• Written request
Transcribe each line exactly.

• Collected data entries

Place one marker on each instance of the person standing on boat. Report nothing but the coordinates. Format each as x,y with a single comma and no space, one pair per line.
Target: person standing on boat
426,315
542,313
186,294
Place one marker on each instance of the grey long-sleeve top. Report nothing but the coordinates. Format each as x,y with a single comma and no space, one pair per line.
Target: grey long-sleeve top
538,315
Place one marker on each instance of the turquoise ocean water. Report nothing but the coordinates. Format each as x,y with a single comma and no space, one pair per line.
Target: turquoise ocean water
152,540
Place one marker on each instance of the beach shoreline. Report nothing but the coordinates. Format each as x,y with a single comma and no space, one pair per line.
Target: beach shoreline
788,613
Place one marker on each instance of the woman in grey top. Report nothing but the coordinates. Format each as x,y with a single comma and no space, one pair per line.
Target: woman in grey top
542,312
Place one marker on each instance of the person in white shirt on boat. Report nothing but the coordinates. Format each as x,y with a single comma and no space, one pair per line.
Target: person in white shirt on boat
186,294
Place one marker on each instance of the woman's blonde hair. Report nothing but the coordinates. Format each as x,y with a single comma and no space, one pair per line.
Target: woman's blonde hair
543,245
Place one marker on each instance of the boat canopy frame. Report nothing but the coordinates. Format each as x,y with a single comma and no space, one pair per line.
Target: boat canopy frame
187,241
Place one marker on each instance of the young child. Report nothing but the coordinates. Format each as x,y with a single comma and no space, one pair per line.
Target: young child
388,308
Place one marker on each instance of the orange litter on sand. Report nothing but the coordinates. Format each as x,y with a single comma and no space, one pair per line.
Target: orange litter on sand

• Answer to the exercise
Place one marker on each instance of the person standing on boat. Report nothing but the coordinates. Format each as x,y with a single comma and no space, one pair per line.
Target: person standing on boat
426,315
542,313
186,294
Place one marker on each instance of the grey long-sleeve top. Report nothing but the coordinates. Format each as x,y with a single comma and no space, one pair per line.
Target: grey long-sleeve top
538,315
Place one marker on each instance of the turquoise ocean water. Report nothing but the coordinates. Format each as x,y with a single comma and no space, one pair per line.
Target: turquoise ocean water
152,540
Place one marker on each instance of the beach shoreline. Report nothing but the coordinates. Format each as x,y with a single comma and no space, one pair per line.
Target: beach shoreline
788,613
Place one marker on each instance of the woman in grey top. Report nothing but the coordinates. Format each as x,y with a single comma and no space, one pair per line.
Target: woman in grey top
542,312
Place one marker on each instance of the person in white shirt on boat. Report nothing but the coordinates. Format each as x,y with a single comma and no space, one pair per line.
Target: person in white shirt on boat
186,294
Place one marker on each instance of the woman's blonde hair. Report nothing but the coordinates. Format each as x,y with a single comma and no space, one pair per line.
Target: woman's blonde hair
543,245
Place one marker on each instance of the boat canopy frame. Report nothing but the coordinates. Format each as x,y with a single comma and no space, one pair per line.
Target: boat canopy frame
187,241
Place one marker on each instance of the young child. Report nothing but the coordinates. Format each as x,y with a single comma and no space, one pair per line.
Target: young child
388,308
Place one marker on each instance of the orange litter on sand. Report nothing but the coordinates. Format each as x,y with a single comma and no space, one pair per line.
Target: orange litter on sand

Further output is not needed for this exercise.